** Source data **

□ □ □ □

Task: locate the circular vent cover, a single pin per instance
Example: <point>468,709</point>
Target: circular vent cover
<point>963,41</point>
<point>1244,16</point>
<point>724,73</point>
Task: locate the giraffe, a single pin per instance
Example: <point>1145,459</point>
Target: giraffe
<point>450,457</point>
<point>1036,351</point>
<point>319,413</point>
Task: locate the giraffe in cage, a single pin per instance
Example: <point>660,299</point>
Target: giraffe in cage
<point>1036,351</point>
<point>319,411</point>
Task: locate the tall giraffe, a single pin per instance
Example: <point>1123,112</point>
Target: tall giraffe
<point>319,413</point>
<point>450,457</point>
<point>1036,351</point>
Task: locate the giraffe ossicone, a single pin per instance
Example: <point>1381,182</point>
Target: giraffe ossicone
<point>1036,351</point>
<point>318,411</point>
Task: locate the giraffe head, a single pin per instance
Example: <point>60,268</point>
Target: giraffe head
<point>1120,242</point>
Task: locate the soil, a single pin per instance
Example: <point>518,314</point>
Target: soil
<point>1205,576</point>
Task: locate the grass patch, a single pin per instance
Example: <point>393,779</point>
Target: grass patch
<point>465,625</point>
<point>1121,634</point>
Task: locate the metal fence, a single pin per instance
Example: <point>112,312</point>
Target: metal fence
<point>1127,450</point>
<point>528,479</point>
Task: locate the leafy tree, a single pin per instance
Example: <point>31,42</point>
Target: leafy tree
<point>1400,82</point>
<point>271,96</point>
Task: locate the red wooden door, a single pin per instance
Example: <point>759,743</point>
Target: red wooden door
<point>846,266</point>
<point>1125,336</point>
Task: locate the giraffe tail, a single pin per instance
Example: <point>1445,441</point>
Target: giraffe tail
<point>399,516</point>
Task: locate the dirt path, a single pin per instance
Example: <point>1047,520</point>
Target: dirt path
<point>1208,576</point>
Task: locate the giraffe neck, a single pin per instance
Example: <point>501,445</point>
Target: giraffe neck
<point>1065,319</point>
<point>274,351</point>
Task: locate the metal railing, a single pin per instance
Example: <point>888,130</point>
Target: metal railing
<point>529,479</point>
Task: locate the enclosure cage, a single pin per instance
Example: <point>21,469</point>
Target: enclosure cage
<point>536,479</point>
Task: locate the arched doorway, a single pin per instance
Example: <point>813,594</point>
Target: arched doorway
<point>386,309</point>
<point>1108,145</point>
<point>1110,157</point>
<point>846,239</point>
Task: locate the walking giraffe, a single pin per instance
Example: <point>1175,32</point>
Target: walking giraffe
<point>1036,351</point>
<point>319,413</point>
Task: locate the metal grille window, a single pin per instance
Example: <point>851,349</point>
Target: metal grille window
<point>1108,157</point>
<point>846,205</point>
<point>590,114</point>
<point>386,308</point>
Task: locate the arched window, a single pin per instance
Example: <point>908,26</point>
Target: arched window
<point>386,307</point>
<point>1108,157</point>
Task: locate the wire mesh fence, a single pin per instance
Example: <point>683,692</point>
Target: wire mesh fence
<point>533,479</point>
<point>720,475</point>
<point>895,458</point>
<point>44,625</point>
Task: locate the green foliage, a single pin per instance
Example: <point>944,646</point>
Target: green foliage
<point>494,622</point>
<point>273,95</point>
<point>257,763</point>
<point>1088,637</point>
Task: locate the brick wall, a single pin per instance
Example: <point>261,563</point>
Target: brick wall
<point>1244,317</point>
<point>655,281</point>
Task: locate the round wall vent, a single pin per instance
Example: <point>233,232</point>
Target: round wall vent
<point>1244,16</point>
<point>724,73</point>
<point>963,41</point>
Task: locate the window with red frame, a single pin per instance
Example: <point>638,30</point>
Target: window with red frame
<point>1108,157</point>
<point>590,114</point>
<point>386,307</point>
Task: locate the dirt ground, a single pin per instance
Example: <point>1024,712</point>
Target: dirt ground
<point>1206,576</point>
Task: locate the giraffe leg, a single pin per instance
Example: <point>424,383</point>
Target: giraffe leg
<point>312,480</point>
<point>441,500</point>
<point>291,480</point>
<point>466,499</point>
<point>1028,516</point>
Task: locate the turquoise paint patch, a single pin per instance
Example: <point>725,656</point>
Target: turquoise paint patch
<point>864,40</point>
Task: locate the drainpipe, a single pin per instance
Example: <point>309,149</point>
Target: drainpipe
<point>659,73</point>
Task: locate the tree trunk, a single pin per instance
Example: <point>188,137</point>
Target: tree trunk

□ □ □ □

Each record must be output word for word.

** Solution for this exercise **
Task: locate the circular vent cover, a single pin per instance
Example: <point>468,709</point>
Target: circular vent cover
<point>963,41</point>
<point>1244,16</point>
<point>724,73</point>
Task: locate the giraffe, a single pin per instance
Example: <point>1145,459</point>
Target: giraffe
<point>450,457</point>
<point>1036,351</point>
<point>319,413</point>
Task: locate the giraffe in cage, a single pin per instance
Example: <point>660,299</point>
Target: giraffe in cage
<point>1036,351</point>
<point>319,411</point>
Task: locate the tall giraffe, a single pin per instance
Example: <point>1123,112</point>
Target: tall giraffe
<point>319,413</point>
<point>450,457</point>
<point>1036,351</point>
Task: locate the giraffe ossicone, a single pin per instance
Example: <point>1381,182</point>
Target: giraffe ossicone
<point>1036,351</point>
<point>318,411</point>
Task: locate the giraffe head, a single pin per instance
Example: <point>60,268</point>
Target: giraffe head
<point>1120,242</point>
Task: locate the soil, a single pin per instance
Example: <point>518,314</point>
Target: soil
<point>1205,576</point>
Task: locate the grass patch, a single pin per instance
Example: <point>393,779</point>
Target: grass patch
<point>465,625</point>
<point>1121,634</point>
Task: locate the metal fence, a single pin per instance
Example: <point>112,312</point>
Target: metal fence
<point>1127,450</point>
<point>528,479</point>
Task: locate the leafy tree, a single pin per instance
Example: <point>31,42</point>
Target: leafy tree
<point>1400,82</point>
<point>271,96</point>
Task: locate the red wooden door, a single pin per instance
Example: <point>759,743</point>
Target: red wooden door
<point>846,266</point>
<point>1125,336</point>
Task: locate the giraffe tail, a single pin per instance
Example: <point>1445,441</point>
Target: giraffe tail
<point>399,516</point>
Task: locate the dirt path, a single pin per instance
Example: <point>1047,520</point>
Target: dirt path
<point>1208,576</point>
Task: locate the giraffe neck, a single pin per instance
Example: <point>501,445</point>
Target: giraffe neck
<point>1065,319</point>
<point>274,351</point>
Task: locate the metal railing, a single pin per instance
Example: <point>888,130</point>
Target: metal railing
<point>529,479</point>
Task: locate the enclosure cage, a single pin per instance
Example: <point>21,469</point>
Target: enclosure cage
<point>536,479</point>
Task: locate the arched doorway, a single pin per instance
Example: <point>813,594</point>
Target: arched doorway
<point>386,309</point>
<point>1108,145</point>
<point>1110,157</point>
<point>846,239</point>
Task: locate the walking giraffe, a single pin per instance
Example: <point>1175,32</point>
Target: walking giraffe
<point>1036,351</point>
<point>319,413</point>
Task: locate the metal grille window, a single pin per instance
Example: <point>851,349</point>
Target: metal grille window
<point>1108,157</point>
<point>846,205</point>
<point>590,114</point>
<point>386,308</point>
Task: locate the arched window, a single pin per instance
Example: <point>908,26</point>
Target: arched window
<point>386,307</point>
<point>1108,157</point>
Task: locate the wire mesh fence, a single pin per instance
Example: <point>683,692</point>
Target: wire mesh fence
<point>533,479</point>
<point>720,475</point>
<point>895,458</point>
<point>44,625</point>
Task: locate the green foliage, a single pin per instance
Example: <point>944,646</point>
Target: green foliage
<point>494,622</point>
<point>273,95</point>
<point>257,763</point>
<point>1088,637</point>
Task: locate the brick wall, a single pin per instance
Example: <point>261,563</point>
Target: brick wall
<point>1244,317</point>
<point>655,281</point>
Task: locate the round wall vent, a single pin per instance
Example: <point>233,232</point>
Target: round wall vent
<point>1244,16</point>
<point>724,73</point>
<point>963,41</point>
Task: locate the window with red frame, a single pin per instance
Example: <point>638,30</point>
Target: window with red frame
<point>1108,157</point>
<point>590,114</point>
<point>386,307</point>
Task: locate the dirt ground, a single pin per instance
Example: <point>1024,712</point>
Target: dirt ground
<point>1206,576</point>
Task: locate the giraffe leg, a single pin per instance
Example: <point>424,383</point>
Target: giraffe leg
<point>312,480</point>
<point>441,500</point>
<point>291,480</point>
<point>466,499</point>
<point>1028,516</point>
Task: locate the turquoise paint patch, a single pin per instance
Example: <point>725,656</point>
Target: turquoise paint patch
<point>864,40</point>
Task: locate the drainpipe, a single pin per instance
Example: <point>309,149</point>
Target: drainpipe
<point>659,73</point>
Task: locate the tree trunk, a single pin per instance
Example: <point>188,137</point>
Target: tree trunk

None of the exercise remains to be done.